## begin The records

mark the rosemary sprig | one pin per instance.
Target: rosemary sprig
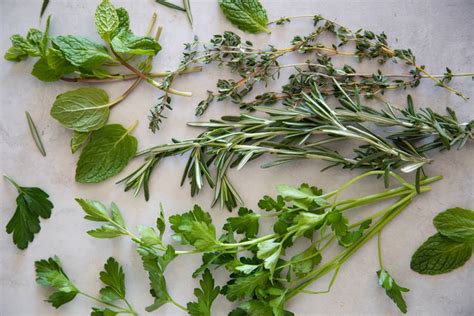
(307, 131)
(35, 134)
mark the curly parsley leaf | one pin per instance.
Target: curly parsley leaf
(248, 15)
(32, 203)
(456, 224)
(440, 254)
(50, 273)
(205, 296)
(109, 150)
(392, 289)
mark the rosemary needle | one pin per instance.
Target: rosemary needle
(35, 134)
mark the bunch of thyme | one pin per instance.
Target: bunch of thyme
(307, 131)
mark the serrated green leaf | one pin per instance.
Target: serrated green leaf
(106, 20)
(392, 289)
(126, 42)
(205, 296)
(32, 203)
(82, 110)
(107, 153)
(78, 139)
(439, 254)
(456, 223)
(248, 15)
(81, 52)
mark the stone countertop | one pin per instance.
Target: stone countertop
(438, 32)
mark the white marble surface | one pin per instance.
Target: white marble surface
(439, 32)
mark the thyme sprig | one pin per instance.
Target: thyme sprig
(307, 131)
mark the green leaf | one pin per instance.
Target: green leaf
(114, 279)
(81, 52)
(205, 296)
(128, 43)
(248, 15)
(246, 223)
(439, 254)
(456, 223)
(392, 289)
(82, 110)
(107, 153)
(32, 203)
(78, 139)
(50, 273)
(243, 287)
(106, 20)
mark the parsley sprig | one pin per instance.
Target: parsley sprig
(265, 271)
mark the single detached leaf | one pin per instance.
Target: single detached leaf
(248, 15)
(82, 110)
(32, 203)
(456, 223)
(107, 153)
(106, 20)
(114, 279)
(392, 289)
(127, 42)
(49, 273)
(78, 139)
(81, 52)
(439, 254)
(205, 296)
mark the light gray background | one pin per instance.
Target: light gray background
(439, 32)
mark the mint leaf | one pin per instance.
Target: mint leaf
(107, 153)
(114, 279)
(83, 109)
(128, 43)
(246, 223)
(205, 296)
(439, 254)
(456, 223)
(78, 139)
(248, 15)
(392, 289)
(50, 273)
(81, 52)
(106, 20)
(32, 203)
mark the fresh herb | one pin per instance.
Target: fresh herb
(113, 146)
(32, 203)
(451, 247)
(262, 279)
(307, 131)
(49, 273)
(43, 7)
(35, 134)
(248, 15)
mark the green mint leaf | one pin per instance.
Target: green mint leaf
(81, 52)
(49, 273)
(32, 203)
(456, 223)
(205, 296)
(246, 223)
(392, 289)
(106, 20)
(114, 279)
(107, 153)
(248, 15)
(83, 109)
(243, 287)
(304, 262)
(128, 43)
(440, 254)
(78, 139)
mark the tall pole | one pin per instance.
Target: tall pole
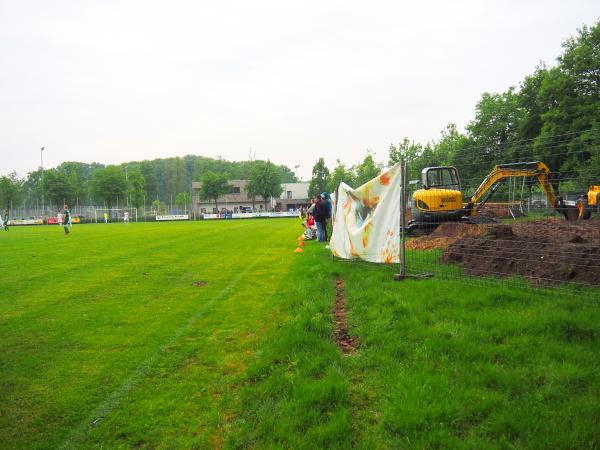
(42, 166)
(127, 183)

## end The records
## begin The records

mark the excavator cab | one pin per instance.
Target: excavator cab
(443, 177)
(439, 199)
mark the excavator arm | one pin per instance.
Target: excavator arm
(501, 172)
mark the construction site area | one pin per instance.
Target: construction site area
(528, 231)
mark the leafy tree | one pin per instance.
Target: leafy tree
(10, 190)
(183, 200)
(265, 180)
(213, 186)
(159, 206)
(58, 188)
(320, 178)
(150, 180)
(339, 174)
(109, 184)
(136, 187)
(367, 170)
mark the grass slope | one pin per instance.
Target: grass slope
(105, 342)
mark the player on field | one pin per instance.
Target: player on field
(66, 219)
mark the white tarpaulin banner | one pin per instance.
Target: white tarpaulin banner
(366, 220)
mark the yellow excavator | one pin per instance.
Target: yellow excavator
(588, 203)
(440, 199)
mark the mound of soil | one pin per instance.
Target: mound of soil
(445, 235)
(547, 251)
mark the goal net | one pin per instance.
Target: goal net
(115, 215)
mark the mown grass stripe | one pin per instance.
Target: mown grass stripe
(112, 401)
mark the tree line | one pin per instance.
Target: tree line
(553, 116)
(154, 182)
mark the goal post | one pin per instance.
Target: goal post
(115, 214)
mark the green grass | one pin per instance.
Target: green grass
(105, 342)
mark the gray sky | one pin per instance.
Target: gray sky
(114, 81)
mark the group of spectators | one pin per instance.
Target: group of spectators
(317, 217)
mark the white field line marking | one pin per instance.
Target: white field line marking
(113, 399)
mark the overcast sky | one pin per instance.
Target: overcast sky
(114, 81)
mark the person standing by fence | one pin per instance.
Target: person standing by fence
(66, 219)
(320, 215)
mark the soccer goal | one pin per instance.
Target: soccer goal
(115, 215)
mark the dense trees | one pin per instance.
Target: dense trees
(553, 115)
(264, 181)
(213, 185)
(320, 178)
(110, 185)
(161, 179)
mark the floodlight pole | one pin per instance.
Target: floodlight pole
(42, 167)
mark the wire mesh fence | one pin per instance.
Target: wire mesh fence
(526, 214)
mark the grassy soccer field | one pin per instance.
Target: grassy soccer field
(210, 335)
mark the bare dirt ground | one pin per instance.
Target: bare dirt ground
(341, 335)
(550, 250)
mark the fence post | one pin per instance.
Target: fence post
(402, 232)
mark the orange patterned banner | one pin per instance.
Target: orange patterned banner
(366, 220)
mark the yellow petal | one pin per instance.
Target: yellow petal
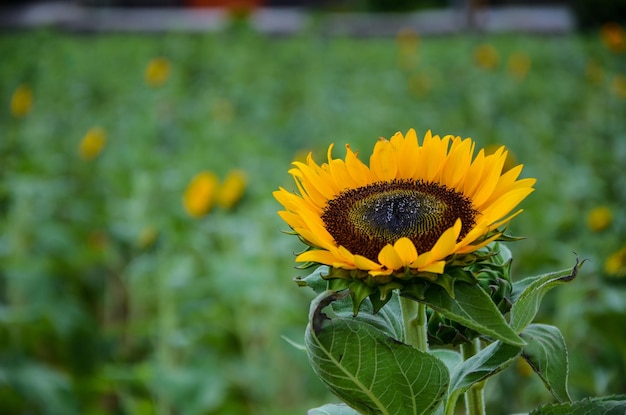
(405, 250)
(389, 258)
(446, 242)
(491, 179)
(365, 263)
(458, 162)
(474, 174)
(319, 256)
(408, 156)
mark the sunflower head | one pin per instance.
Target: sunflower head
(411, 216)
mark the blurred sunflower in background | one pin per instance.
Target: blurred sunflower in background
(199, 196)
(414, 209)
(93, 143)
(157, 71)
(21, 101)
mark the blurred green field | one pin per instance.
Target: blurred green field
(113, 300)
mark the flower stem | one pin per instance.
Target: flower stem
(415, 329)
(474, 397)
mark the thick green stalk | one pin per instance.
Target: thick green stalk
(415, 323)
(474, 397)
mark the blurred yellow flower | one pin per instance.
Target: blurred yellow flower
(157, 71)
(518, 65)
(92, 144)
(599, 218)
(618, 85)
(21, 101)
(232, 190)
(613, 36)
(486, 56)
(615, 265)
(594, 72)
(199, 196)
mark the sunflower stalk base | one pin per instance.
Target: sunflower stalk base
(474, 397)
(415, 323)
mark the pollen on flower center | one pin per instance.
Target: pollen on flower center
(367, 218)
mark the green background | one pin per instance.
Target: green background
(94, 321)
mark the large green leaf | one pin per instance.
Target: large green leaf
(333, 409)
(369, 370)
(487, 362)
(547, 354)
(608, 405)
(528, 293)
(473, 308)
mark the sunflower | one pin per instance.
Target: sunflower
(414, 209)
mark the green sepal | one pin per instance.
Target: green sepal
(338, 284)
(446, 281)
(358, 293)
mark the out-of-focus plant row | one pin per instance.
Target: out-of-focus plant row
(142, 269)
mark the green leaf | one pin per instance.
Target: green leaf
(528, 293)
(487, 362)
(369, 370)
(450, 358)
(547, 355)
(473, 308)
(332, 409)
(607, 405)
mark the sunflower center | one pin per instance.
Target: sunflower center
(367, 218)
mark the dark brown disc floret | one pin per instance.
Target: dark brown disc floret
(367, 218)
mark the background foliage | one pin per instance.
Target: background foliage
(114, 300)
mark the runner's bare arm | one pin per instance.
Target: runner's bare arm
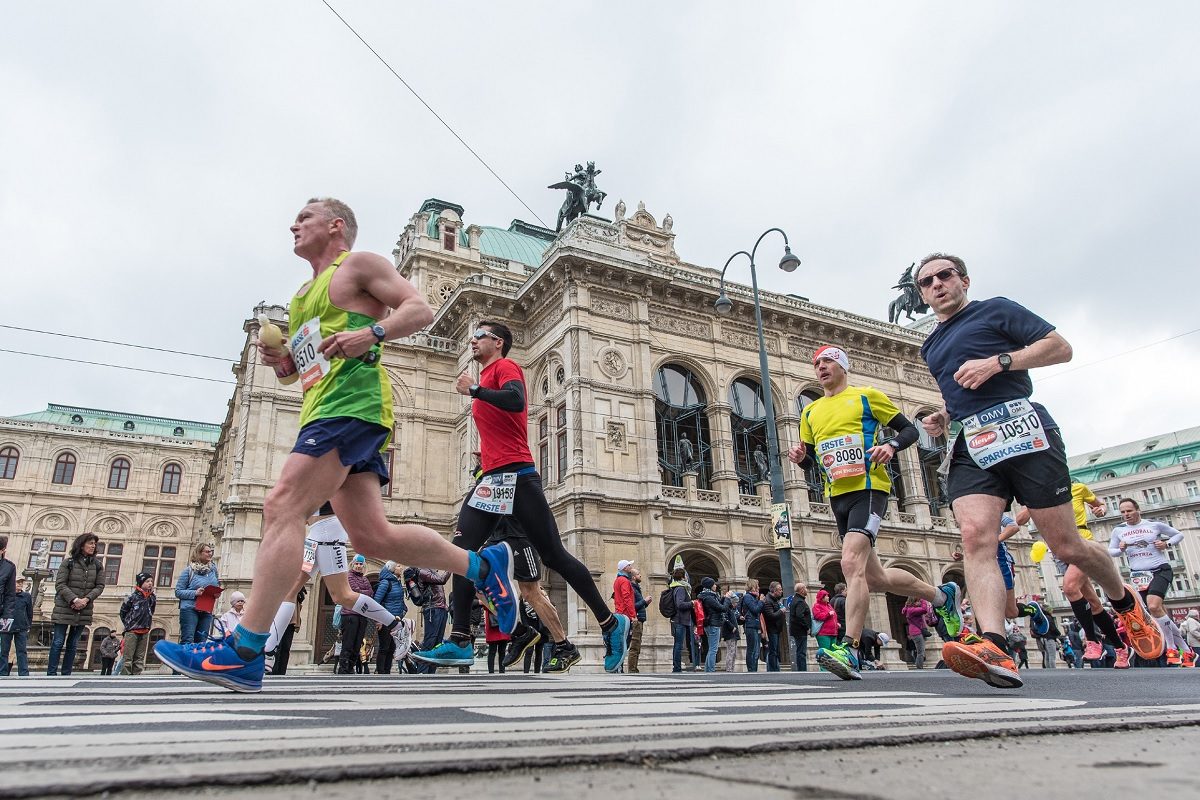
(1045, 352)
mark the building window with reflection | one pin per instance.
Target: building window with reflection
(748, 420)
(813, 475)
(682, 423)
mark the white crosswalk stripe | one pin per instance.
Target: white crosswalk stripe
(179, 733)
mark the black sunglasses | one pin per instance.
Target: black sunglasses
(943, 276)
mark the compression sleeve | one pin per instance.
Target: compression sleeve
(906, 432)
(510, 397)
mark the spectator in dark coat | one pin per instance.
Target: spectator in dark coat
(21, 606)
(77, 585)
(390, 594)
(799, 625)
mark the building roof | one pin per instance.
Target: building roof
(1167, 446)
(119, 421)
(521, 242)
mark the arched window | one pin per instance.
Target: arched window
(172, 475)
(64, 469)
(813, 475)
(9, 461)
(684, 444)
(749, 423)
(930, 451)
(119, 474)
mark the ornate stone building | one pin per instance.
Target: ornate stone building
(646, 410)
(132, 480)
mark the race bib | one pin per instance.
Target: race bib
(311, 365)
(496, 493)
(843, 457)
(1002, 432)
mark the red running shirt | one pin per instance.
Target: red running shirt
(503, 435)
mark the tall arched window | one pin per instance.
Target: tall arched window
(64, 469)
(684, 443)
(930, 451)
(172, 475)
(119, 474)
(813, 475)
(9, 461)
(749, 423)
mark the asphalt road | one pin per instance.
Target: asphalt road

## end The records
## begin The records

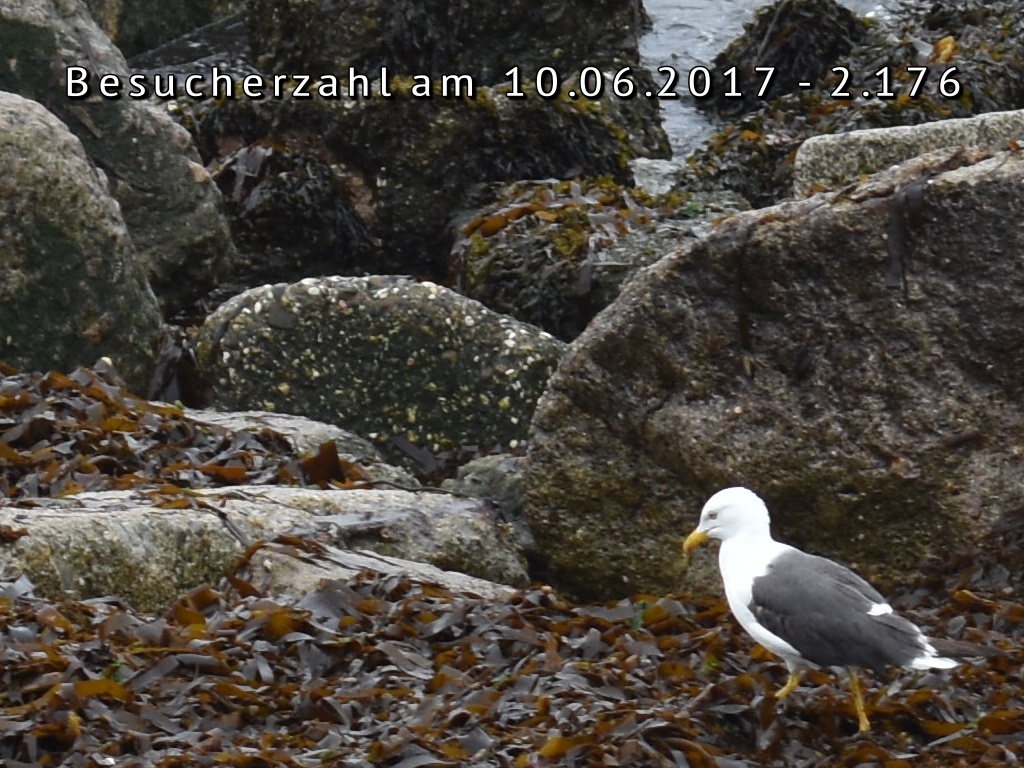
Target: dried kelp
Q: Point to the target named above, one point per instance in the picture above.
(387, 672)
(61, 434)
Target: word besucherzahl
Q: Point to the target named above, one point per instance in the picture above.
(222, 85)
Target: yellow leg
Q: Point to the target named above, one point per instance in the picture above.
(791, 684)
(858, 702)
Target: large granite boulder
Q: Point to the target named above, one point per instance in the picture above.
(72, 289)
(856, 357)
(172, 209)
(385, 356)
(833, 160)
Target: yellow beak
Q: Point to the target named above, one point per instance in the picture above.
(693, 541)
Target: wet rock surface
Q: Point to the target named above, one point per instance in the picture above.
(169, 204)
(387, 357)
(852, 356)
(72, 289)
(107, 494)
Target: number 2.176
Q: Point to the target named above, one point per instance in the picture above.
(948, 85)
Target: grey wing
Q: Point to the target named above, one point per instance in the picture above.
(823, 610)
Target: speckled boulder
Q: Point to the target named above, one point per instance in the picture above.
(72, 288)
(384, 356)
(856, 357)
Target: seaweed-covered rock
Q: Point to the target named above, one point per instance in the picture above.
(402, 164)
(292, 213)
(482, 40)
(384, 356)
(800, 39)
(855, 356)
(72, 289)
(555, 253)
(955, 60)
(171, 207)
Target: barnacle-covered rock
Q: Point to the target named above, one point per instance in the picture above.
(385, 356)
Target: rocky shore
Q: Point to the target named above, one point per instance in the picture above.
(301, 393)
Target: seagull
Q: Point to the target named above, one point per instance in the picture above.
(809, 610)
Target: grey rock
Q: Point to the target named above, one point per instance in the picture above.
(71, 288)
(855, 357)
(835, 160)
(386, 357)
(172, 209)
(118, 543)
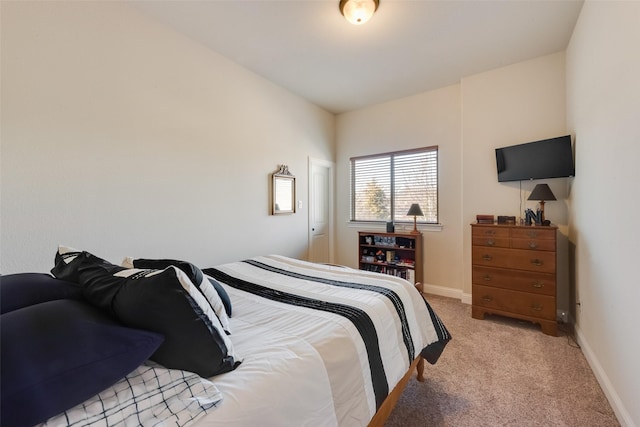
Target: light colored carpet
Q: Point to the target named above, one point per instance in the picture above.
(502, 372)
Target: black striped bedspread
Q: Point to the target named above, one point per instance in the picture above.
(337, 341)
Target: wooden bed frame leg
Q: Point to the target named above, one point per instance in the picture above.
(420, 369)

## end The records

Short problem: Locate every line in the entries above that contains the word "yellow", treating uppercase and lowercase as different, and copy each of those lines.

Response:
mark the yellow excavator | one pin per instance.
Target: yellow excavator
mark the yellow petal | one pin per instance.
Target: yellow petal
mark the blurred yellow flower | one pin per instance.
Target: blurred yellow flower
Target: yellow leg
Target: yellow beak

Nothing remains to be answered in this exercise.